**Text extract:**

-=-=-

The Company generated $380,168 in revenue for the three month period ended June 30, 2014, which compares to revenue of $636,964 for the three month period ended June 30, 2013.  Our revenues decreased during the three month period ended June 30, 2014 due to the fact that one of our largest lead purchasers experienced budget reductions during the first quarter of 2014.

Cost of sales for the three month period ended June 30, 2014 was $229,662, which compares to cost of sales of $412,407 for the three month period ended June 30, 2013.  Our revenues decreased during the three months ended June 30, 2014 due to the fact that one of our largest lead purchasers experienced budget reductions during the first quarter of 2014. As our sales revenue decreased to that lead purchaser, our cost of sales correspondingly decreased.

-=-=-

Dataset rows about object locations:
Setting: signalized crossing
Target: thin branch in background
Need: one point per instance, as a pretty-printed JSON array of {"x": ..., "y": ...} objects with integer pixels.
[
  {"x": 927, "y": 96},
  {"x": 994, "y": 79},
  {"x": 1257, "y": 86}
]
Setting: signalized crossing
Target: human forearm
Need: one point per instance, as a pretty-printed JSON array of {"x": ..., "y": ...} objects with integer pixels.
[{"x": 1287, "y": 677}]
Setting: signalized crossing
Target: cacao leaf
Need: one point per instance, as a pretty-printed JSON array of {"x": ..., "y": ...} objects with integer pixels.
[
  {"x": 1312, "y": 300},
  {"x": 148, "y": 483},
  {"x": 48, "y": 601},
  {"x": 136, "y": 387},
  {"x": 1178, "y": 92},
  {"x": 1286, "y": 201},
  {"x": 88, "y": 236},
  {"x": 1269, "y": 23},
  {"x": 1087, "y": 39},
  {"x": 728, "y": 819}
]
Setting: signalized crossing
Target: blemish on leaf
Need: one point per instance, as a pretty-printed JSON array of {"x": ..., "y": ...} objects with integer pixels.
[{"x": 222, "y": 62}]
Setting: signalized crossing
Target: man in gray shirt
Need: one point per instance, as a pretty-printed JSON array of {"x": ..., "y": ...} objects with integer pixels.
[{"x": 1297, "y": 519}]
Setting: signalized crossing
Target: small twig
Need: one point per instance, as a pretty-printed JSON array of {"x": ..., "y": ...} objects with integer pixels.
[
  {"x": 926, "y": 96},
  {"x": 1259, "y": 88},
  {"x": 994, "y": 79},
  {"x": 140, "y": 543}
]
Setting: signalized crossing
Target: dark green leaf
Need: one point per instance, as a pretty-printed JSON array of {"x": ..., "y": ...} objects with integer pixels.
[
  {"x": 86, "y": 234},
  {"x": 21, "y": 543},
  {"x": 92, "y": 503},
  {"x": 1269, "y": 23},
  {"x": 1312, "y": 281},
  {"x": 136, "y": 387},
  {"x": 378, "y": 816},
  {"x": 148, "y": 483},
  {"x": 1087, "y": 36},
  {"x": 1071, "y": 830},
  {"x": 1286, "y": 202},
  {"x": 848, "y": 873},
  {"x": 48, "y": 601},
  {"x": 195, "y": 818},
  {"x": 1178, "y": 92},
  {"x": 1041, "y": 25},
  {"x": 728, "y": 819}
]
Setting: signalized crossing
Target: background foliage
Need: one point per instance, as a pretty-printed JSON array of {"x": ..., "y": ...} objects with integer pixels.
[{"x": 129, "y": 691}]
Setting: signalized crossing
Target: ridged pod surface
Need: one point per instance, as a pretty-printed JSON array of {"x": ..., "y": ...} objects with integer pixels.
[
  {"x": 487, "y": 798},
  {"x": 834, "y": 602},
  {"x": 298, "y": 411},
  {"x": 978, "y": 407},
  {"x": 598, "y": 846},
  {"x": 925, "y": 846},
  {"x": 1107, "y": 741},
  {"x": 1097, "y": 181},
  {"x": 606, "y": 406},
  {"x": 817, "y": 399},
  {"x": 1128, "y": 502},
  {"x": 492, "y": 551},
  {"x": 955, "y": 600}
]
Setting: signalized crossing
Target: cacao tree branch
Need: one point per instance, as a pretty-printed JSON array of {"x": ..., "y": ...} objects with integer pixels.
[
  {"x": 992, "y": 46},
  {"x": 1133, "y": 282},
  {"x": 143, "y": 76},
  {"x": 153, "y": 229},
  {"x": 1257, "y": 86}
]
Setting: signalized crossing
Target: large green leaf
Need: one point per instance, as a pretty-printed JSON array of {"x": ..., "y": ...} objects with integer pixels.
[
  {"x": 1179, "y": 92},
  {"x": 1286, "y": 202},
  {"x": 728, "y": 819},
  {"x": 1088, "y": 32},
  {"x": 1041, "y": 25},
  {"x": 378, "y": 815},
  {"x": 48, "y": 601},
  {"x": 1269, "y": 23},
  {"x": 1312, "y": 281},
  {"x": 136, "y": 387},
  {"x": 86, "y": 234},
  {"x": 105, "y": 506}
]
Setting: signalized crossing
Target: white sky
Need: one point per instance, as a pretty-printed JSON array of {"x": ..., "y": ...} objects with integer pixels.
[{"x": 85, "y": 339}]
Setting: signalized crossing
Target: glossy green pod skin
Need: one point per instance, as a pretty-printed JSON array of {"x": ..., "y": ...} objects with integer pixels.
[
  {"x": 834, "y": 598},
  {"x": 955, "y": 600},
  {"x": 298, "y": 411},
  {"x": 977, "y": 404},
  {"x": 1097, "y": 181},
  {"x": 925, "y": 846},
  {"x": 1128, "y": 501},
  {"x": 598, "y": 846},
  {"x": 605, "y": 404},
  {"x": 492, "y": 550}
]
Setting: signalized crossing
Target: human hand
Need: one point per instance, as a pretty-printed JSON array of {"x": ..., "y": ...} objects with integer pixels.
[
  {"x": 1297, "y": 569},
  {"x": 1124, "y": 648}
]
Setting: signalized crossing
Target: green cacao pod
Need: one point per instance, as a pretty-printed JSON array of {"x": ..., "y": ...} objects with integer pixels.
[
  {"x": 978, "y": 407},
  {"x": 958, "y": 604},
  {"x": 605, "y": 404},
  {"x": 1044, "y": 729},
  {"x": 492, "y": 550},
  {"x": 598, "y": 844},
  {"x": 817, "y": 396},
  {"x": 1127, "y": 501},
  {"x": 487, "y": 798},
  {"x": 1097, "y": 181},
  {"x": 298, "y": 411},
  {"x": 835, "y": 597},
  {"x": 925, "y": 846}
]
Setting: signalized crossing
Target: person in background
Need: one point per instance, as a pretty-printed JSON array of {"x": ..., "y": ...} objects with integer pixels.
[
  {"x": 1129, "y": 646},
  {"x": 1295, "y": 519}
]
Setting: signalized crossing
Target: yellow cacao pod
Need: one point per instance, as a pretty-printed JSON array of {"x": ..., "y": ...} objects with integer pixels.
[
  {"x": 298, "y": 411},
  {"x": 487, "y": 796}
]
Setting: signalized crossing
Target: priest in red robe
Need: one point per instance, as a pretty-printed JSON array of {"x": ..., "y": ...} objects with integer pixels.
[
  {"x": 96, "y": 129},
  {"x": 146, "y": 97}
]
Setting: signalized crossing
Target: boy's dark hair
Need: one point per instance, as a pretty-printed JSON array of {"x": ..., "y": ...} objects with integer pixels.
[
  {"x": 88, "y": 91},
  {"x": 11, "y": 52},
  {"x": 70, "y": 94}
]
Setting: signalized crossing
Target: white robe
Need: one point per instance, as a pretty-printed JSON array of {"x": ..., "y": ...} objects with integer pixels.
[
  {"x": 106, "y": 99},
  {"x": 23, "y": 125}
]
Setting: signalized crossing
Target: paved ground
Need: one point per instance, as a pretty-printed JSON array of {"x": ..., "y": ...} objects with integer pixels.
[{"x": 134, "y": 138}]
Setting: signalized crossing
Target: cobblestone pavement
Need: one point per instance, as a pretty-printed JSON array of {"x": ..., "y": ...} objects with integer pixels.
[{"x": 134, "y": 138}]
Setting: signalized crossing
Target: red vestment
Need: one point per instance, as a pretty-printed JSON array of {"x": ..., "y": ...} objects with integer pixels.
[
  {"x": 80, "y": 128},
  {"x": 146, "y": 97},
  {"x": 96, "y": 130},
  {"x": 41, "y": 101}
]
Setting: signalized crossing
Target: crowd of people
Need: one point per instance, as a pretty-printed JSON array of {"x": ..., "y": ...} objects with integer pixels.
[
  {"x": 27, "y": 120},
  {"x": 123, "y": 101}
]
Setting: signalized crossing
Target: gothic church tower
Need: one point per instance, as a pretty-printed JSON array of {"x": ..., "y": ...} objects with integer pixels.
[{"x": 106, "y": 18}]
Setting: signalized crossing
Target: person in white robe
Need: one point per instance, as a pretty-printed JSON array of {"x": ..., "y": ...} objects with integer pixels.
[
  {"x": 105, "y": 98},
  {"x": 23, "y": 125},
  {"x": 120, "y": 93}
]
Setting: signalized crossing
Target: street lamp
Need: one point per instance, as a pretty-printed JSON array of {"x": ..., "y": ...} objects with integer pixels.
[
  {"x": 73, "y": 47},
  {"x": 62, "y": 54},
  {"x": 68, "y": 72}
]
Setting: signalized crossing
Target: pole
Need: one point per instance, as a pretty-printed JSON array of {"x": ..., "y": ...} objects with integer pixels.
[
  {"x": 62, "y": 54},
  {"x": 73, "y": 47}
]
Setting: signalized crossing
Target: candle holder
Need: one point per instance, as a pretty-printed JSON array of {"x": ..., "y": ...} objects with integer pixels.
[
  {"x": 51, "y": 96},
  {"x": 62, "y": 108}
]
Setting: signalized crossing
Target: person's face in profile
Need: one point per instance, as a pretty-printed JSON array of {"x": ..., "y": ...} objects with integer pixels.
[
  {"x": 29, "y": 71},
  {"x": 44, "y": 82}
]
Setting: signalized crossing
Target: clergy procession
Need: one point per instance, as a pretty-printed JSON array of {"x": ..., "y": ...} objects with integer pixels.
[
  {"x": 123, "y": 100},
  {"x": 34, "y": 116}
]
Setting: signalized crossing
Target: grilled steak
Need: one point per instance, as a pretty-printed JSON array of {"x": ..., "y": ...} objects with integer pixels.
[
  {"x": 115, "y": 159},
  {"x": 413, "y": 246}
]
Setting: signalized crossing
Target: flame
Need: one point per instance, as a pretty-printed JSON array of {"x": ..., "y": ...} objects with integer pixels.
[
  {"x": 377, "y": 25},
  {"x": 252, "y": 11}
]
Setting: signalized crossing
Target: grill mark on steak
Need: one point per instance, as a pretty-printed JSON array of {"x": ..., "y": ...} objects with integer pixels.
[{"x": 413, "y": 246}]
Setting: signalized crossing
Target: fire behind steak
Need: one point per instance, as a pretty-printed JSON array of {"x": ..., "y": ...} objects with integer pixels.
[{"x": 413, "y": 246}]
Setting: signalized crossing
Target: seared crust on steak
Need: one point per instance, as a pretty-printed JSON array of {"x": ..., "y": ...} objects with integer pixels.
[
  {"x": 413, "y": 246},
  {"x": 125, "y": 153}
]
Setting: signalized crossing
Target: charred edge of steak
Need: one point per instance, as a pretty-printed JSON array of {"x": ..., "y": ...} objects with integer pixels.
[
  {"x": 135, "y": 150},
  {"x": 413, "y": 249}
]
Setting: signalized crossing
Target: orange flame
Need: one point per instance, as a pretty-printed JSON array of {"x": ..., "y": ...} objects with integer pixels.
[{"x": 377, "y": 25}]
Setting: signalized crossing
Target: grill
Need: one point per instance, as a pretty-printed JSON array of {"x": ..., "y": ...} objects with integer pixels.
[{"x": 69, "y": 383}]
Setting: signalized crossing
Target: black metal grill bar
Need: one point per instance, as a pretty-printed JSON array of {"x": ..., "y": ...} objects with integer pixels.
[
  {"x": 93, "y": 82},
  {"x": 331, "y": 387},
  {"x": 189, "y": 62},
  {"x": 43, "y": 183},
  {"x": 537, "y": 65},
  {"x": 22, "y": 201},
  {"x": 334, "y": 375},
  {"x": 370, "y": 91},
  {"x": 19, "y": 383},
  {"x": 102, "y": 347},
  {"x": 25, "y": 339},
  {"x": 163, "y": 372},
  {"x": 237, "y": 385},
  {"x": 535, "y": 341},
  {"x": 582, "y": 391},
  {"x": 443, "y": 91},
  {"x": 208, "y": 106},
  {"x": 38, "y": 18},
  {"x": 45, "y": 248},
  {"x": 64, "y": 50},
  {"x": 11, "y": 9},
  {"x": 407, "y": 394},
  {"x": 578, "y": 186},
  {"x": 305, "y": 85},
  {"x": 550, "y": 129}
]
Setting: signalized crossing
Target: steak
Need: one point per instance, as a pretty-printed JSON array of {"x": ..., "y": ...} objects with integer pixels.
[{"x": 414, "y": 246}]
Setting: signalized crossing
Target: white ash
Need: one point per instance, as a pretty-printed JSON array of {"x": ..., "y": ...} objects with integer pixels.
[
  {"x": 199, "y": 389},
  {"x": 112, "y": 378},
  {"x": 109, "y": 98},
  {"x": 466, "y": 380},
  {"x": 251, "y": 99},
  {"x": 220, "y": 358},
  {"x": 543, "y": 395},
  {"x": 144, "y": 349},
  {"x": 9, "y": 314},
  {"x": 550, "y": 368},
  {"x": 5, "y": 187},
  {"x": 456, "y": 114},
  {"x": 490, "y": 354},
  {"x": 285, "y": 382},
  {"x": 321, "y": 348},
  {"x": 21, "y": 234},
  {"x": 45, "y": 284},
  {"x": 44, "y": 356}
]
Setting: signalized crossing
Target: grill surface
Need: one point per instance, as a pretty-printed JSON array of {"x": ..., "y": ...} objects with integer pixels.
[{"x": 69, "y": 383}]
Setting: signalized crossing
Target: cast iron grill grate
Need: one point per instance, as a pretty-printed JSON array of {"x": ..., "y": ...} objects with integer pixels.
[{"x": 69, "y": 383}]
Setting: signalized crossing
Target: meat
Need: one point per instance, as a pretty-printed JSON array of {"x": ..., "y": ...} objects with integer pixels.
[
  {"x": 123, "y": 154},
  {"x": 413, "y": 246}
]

-=-=-

**Exercise tasks:**
1. Repeat word for word the part of the quarterly financial results text starting at "The Company generated" and ending at "sales correspondingly decreased.".
2. Carry on the quarterly financial results text from the point where it stops.
The rows are separate material and have no connection to the quarterly financial results text.

**Expected outputs:**
1.
The Company generated $380,168 in revenue for the three month period ended June 30, 2014, which compares to revenue of $636,964 for the three month period ended June 30, 2013.  Our revenues decreased during the three month period ended June 30, 2014 due to the fact that one of our largest lead purchasers experienced budget reductions during the first quarter of 2014.

Cost of sales for the three month period ended June 30, 2014 was $229,662, which compares to cost of sales of $412,407 for the three month period ended June 30, 2013.  Our revenues decreased during the three months ended June 30, 2014 due to the fact that one of our largest lead purchasers experienced budget reductions during the first quarter of 2014. As our sales revenue decreased to that lead purchaser, our cost of sales correspondingly decreased.

2.
Operating expenses, which consisted solely of general and administrative expenses, research and development fees and consulting fees for the three month period ended June 30, 2014, were $160,583. This compares with operating expenses for the three month period ended June 30, 2013 of $186,503.  The major components of general and administrative expenses include accounting fees, legal and professional fees. Our operating expenses decreased during the period primarily because we had decrease in our research and development costs.

As a result of the foregoing, we had a net loss of $10,638 for the three month period ended June 30, 2014. This compares with net income for the three month period ended June 30, 2013 of $37,493.

For the Six Months Ended June 30, 2014 Compared to the Six Months Ended June 30, 2013

The Company generated $627,189 in revenue for the six month period ended June 30, 2014, which compares to revenue of $1,192,940 for the six month period ended June 30, 2013.  Our revenues decreased during the six month period ended June 30, 2014 due to the fact that one of our largest lead purchasers experienced budget reductions during the first quarter of 2014.

Cost of sales for the six month period ended June 30, 2014 was $386,689, which compares to cost of sales of $795,057 for the six month period ended June 30, 2013.  Our revenues decreased during the six months ended June 30, 2014 due to the fact that one of our largest lead purchasers experienced budget reductions during the first quarter of 2014. As our sales revenue decreased to that lead purchaser, our cost of sales correspondingly decreased.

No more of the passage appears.